Task description —
Write out, word for word, only the lines from the one containing "Give the outline of every instance of the lens" through the final line of the data.

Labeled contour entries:

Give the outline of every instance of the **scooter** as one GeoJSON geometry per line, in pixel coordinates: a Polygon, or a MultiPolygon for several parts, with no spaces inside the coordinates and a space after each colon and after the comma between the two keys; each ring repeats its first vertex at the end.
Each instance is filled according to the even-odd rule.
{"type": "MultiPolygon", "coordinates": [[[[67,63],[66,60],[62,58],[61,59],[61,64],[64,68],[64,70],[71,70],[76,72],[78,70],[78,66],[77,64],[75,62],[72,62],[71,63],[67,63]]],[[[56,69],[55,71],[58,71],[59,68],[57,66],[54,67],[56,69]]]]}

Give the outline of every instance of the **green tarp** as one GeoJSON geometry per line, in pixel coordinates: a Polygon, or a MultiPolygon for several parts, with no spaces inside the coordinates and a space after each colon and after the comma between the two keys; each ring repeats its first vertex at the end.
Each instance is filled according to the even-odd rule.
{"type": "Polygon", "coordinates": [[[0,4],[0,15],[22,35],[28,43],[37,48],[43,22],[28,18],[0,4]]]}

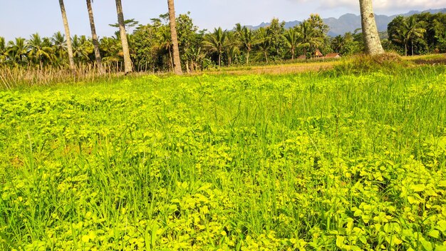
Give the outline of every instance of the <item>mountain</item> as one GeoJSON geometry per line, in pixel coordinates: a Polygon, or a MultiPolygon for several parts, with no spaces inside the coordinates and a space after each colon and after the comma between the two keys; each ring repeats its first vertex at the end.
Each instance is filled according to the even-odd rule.
{"type": "MultiPolygon", "coordinates": [[[[422,12],[430,12],[431,14],[437,14],[440,12],[446,13],[446,8],[440,9],[429,9],[424,11],[411,11],[408,13],[393,16],[375,15],[375,20],[376,21],[378,31],[387,31],[388,24],[398,16],[408,16],[422,12]]],[[[335,19],[333,17],[323,19],[323,21],[330,27],[328,36],[331,36],[343,35],[346,32],[353,33],[355,30],[361,29],[361,16],[352,14],[344,14],[341,16],[338,19],[335,19]]],[[[288,29],[294,27],[299,24],[301,24],[301,21],[299,21],[285,22],[285,28],[288,29]]],[[[247,26],[252,29],[257,29],[260,27],[266,27],[269,25],[269,23],[264,22],[257,26],[247,26]]]]}

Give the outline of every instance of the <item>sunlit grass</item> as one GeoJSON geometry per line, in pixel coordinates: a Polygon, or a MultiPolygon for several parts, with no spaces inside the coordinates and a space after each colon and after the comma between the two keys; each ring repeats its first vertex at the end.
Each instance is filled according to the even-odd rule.
{"type": "Polygon", "coordinates": [[[0,249],[441,250],[445,96],[443,66],[0,92],[0,249]]]}

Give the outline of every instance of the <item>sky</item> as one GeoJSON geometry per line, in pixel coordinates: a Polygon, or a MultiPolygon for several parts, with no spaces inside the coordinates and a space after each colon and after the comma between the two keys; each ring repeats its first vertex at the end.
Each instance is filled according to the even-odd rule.
{"type": "MultiPolygon", "coordinates": [[[[141,24],[167,12],[167,1],[123,0],[124,18],[135,19],[141,24]]],[[[90,36],[86,4],[83,0],[65,0],[71,35],[90,36]]],[[[378,14],[392,15],[411,10],[446,8],[446,0],[374,0],[378,14]]],[[[93,1],[96,30],[100,36],[112,36],[116,23],[116,6],[113,0],[93,1]]],[[[273,18],[281,21],[307,19],[311,14],[323,18],[346,13],[359,14],[358,0],[176,0],[177,15],[190,12],[194,24],[209,31],[221,26],[231,29],[237,23],[258,25],[273,18]]],[[[0,0],[0,36],[6,41],[16,37],[28,39],[32,34],[51,36],[63,31],[58,1],[56,0],[0,0]]]]}

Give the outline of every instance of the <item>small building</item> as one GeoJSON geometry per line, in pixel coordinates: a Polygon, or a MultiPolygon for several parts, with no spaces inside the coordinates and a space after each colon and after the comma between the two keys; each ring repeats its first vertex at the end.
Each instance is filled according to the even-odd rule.
{"type": "Polygon", "coordinates": [[[341,58],[341,55],[339,55],[339,53],[328,53],[327,55],[325,56],[326,58],[341,58]]]}
{"type": "Polygon", "coordinates": [[[297,57],[297,59],[306,59],[306,56],[301,55],[301,56],[297,57]]]}

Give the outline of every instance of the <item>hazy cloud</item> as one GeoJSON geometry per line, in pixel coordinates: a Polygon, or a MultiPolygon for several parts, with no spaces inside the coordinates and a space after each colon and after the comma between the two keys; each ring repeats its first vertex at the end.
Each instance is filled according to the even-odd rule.
{"type": "MultiPolygon", "coordinates": [[[[302,1],[306,0],[296,0],[302,1]]],[[[321,9],[347,8],[356,10],[359,8],[358,0],[320,0],[321,9]]],[[[426,10],[446,8],[446,0],[375,0],[373,1],[376,12],[395,12],[399,11],[426,10]]]]}

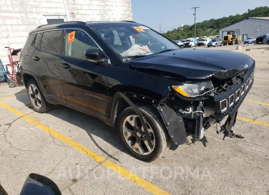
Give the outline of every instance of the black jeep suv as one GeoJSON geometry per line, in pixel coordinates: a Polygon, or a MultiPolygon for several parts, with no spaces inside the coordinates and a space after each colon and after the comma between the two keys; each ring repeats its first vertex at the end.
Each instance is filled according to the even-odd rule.
{"type": "Polygon", "coordinates": [[[61,104],[94,116],[117,128],[130,152],[148,161],[172,142],[185,143],[187,134],[201,140],[227,115],[221,131],[228,135],[255,66],[239,52],[180,49],[132,21],[40,26],[21,53],[36,112],[61,104]]]}

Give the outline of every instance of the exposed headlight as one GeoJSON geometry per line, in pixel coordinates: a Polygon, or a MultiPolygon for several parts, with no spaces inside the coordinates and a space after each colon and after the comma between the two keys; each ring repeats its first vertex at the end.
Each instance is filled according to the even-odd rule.
{"type": "Polygon", "coordinates": [[[202,95],[214,89],[210,81],[200,83],[184,83],[182,85],[173,85],[172,87],[178,93],[187,98],[202,95]]]}

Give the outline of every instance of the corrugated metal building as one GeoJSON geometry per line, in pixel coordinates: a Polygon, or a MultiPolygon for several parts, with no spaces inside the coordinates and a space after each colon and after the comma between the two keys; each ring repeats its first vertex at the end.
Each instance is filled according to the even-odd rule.
{"type": "Polygon", "coordinates": [[[249,37],[256,38],[262,34],[268,34],[269,17],[248,18],[218,30],[219,38],[223,39],[227,31],[230,30],[237,30],[242,41],[249,37]]]}

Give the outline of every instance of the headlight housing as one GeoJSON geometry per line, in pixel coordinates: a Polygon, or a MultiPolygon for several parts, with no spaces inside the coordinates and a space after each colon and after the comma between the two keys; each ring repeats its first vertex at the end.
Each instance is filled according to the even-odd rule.
{"type": "Polygon", "coordinates": [[[182,85],[172,85],[172,86],[178,93],[187,98],[202,95],[214,89],[211,81],[183,84],[182,85]]]}

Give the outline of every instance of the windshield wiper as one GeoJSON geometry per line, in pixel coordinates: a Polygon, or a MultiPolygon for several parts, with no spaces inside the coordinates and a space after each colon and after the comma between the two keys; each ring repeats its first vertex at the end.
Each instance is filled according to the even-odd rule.
{"type": "Polygon", "coordinates": [[[122,58],[142,58],[148,55],[130,55],[130,56],[126,56],[125,57],[121,56],[122,58]]]}
{"type": "Polygon", "coordinates": [[[176,49],[165,49],[164,50],[163,50],[163,51],[160,52],[158,52],[158,53],[163,53],[163,52],[169,52],[169,51],[173,51],[174,50],[176,50],[176,49]]]}

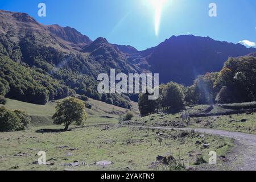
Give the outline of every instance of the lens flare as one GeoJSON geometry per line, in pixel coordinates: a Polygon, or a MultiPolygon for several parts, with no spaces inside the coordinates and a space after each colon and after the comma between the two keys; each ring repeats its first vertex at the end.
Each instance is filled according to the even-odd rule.
{"type": "Polygon", "coordinates": [[[155,32],[158,36],[161,22],[163,8],[167,0],[150,0],[152,6],[155,9],[155,32]]]}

The reply —
Give the outline of every instance of the lens flare as one GeoJSON geometry per line, in pixel coordinates: a Polygon, or a MultiPolygon for several parts, with no spaces inside the coordinates and a space after each colon and after the comma between the two keys; each ring repeats its first vertex at the end.
Each instance is filled according to the even-odd rule.
{"type": "Polygon", "coordinates": [[[155,32],[158,36],[161,22],[163,8],[167,0],[150,0],[152,6],[155,9],[155,32]]]}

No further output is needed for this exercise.